#### [Assigned task]
The data below should be transcribed in full, with no picture included.

***** Data supplied

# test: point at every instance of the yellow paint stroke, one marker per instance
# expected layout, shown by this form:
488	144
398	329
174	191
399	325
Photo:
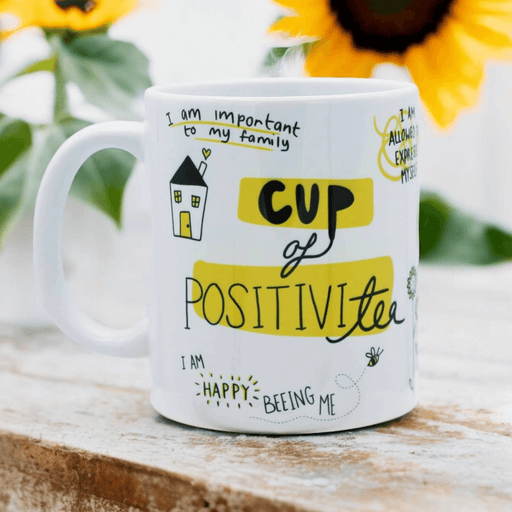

**********

#### [Solution]
# test: point at every instance of the yellow paint stroke, one marker per instance
# expected layout, shown by this form:
488	144
398	329
174	191
399	325
Photo:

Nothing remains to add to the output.